● **PROMPT 1**
Quote the filing cover page below verbatim, starting at "CALCULATION OF FILING" and ending at "value, or $268.".

SC TO-I 1 sctoi-13051_freit.htm SC TO-I

UNITED STATES

SECURITIES AND EXCHANGE COMMISSION

WASHINGTON, D.C. 20549

 

 

SCHEDULE TO

TENDER OFFER STATEMENT UNDER SECTION 14(d)(1) OR 13(e)(1)

OF THE SECURITIES EXCHANGE ACT OF 1934

 

 

FIRST REAL ESTATE INVESTMENT TRUST OF NEW JERSEY

(Name of Subject Company (Issuer) and Filing Person (as Offeror))

 

Shares of Beneficial Interest

(Title of Class of Securities)

336142 10 4

(CUSIP Number of Class of Securities)

 

 

JOHN A. AIELLO, ESQ.

PHILIP D. FORLENZA, ESQ.

GIORDANO, HALLERAN AND CIESLA, P.C.

125 HALF MILE ROAD

RED BANK, NEW JERSEY 07701

(732) 741-3900

(Name, Address, and Telephone Numbers of Person Authorized to Receive Notices and Communications on Behalf of Filing Persons)

 
 

CALCULATION OF FILING FEE

Transaction Valuation (1) Amount of Filing Fee (2)
$2,300,000 $268

 

(1)          Estimated for purposes of calculating filing fee only. This calculation assumes the purchase of 100,000 shares of beneficial interest of First Real Estate Investment Trust of New Jersey at the tender offer price of $23 per share.

 

(2)          The amount of the filing fee, calculated in accordance with Rule 0-11 of the Securities Exchange Act of 1934, as amended, and Fee Rate Advisory No. 1 for fiscal year 2015 issued by the Securities and Exchange Commission, equals $116.20 per million of transaction value, or $268.

 

oCheck the box if any part of the fee is offset as provided by Rule 0-11(a)(2) and identify the filing with which the offsetting fee was previously paid. Identify the previous filing by registration statement number, or the Form or Schedule and the date of its filing.

● **PROMPT 2**
Filter the records below, keeping every line that contains the string "purple". Treat the match as case-sensitive.

● **PROVIDED RECORDS**
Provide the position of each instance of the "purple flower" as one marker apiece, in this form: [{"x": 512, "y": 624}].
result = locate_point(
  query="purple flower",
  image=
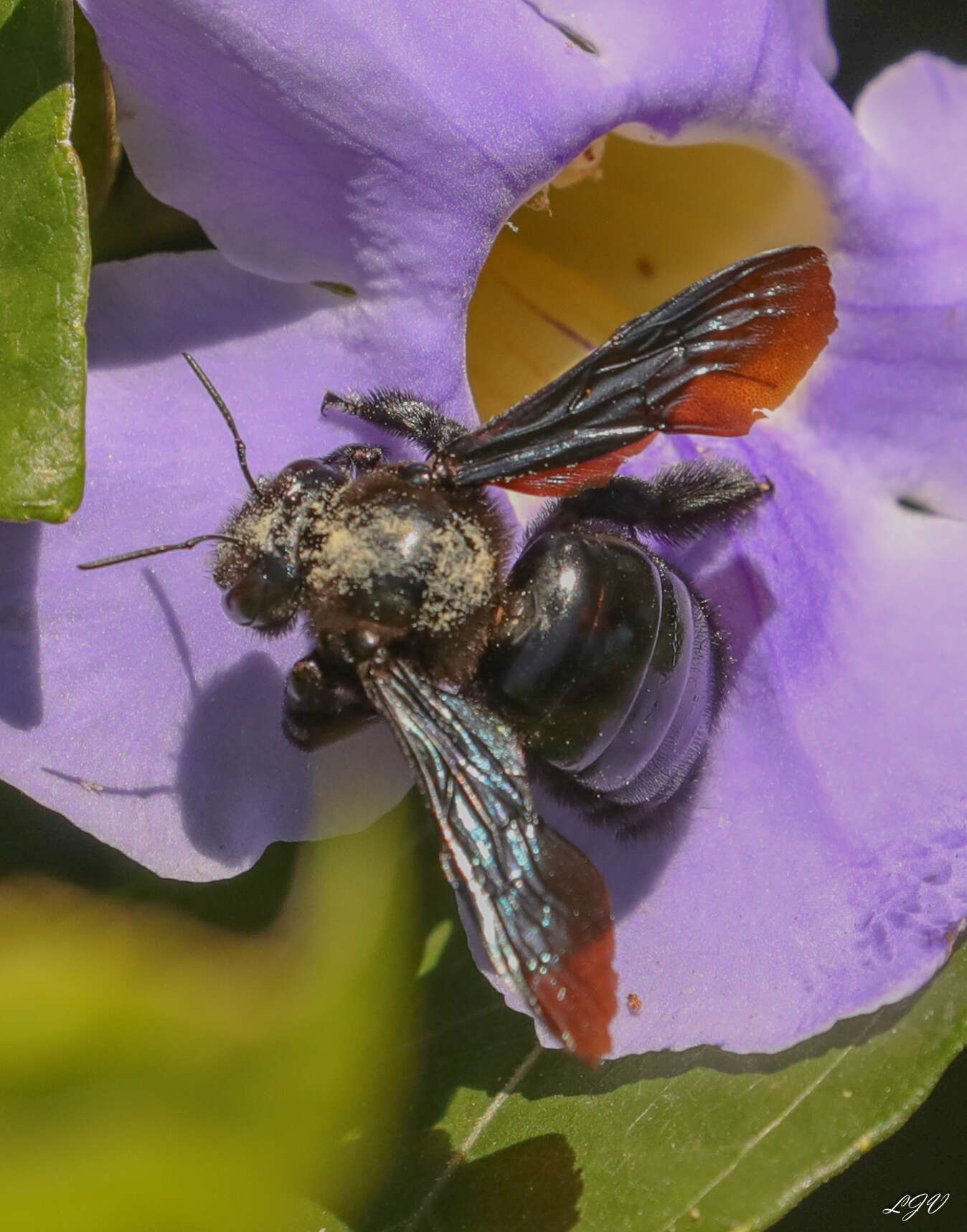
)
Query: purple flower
[{"x": 819, "y": 870}]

● **EXERCISE OUTPUT 1**
CALCULATION OF FILING FEE

Transaction Valuation (1) Amount of Filing Fee (2)
$2,300,000 $268

 

(1)          Estimated for purposes of calculating filing fee only. This calculation assumes the purchase of 100,000 shares of beneficial interest of First Real Estate Investment Trust of New Jersey at the tender offer price of $23 per share.

 

(2)          The amount of the filing fee, calculated in accordance with Rule 0-11 of the Securities Exchange Act of 1934, as amended, and Fee Rate Advisory No. 1 for fiscal year 2015 issued by the Securities and Exchange Commission, equals $116.20 per million of transaction value, or $268.

● **EXERCISE OUTPUT 2**
Provide the position of each instance of the "purple flower" as one marker apiece, in this form: [{"x": 512, "y": 624}].
  query="purple flower",
Query: purple flower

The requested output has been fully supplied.